**Written task**
Include in the output the line containing "Q: Locate the red" and each subsequent line of the records, through the end, transcribed exactly. Add nothing else.

**********

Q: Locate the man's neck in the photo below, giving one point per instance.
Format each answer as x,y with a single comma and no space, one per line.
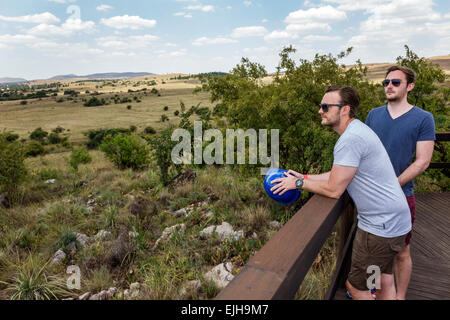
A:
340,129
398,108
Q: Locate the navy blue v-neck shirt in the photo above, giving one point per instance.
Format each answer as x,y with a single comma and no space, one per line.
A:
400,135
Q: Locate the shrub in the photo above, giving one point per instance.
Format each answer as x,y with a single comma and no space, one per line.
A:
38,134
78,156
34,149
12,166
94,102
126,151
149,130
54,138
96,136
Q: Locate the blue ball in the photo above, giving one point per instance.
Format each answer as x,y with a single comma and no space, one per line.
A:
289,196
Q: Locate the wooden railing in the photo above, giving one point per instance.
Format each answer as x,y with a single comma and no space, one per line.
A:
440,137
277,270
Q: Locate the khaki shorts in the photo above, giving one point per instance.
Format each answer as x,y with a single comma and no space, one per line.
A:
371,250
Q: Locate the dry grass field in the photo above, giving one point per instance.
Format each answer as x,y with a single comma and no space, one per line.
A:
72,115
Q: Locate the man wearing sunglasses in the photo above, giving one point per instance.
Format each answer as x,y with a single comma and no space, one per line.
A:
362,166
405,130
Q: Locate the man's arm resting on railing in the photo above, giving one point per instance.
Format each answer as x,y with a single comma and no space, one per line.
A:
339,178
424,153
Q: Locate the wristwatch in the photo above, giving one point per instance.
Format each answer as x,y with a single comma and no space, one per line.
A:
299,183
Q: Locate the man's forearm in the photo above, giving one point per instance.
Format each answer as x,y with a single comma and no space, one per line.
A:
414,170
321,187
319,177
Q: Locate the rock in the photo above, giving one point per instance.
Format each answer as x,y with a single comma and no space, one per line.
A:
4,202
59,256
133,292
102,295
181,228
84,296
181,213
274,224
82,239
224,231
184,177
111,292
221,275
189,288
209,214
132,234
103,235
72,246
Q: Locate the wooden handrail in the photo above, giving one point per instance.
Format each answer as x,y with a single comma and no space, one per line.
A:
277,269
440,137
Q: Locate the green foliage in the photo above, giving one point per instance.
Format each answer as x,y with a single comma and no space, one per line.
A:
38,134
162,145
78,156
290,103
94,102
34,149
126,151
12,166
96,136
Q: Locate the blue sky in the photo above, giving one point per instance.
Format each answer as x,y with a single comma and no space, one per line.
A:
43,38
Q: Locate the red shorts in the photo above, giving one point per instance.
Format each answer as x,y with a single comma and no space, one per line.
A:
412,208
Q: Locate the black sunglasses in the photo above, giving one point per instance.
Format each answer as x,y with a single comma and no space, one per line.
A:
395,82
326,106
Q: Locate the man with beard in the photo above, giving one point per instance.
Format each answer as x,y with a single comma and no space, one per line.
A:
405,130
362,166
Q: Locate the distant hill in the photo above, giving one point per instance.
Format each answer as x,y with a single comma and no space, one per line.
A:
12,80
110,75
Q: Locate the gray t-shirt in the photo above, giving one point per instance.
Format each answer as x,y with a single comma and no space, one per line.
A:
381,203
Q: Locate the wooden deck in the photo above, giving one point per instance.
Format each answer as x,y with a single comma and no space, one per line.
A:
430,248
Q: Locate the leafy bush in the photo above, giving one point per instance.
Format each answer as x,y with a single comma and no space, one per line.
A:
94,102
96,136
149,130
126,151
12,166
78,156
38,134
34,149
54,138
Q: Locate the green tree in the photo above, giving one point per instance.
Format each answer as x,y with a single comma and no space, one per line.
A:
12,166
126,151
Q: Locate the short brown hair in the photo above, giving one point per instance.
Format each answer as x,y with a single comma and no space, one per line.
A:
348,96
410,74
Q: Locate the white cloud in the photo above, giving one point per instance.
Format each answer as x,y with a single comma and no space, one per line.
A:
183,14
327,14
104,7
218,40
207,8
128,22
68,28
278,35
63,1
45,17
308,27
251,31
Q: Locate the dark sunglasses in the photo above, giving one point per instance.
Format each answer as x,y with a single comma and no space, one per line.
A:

**********

**Exercise answer**
Q: Locate the red shorts in the photo above, giving one point per instance.
Format each answer as x,y with a single comma and no space, one per line.
A:
412,208
Q: Locate the black sunglasses in the photo above, giving one point per instance.
Format each answer as x,y with a single comma and no space, one per line.
A:
395,82
326,106
Q: Locate the man with beard in the photo above, giving one point per instance.
Format each answer as x,y with a single comma and no space, one per line.
A:
405,130
362,166
Q: Locate the distant hill in the photo above, giving one point per instance.
Format each answer as x,y with a single comma and no space, one per line.
A:
12,80
110,75
Q: Locate the gray t-shirt in the photo above, giving one point per instance.
Format each answer as x,y with a single comma and no space, one per line.
A:
381,203
Q: Locate the wooden deck in the photo above, giving one point per instance.
Format each answer as x,y with a single comma and no space, one per line.
A:
430,248
Q: Locate the leafy bush in the photo above, giving one point per instance.
Format each answer as x,y with a single comma and no space, one per line.
A:
94,102
96,136
149,130
126,151
12,166
78,156
38,134
34,149
54,138
Q: Locate the green tree in the photo above, giving one point per instance.
Format each answer as x,y with a single comma and no space, one per line.
A:
12,166
126,151
Q: Locate the short brown hair in the photo above, giving one point per instance.
Format each answer as x,y with a single comma and no space, one per line.
A:
348,96
410,74
Q: Locate the white cloud in the photo above, giving one point per instance.
Format each answer as x,y with a single comma and no space, one per line.
A:
183,14
327,14
104,7
218,40
207,8
128,22
68,28
278,35
63,1
45,17
308,27
251,31
Q: Locate the dark sunglasses in the photo above, giving one point per instance.
Format each answer as x,y with a single comma and no space, one per line.
A:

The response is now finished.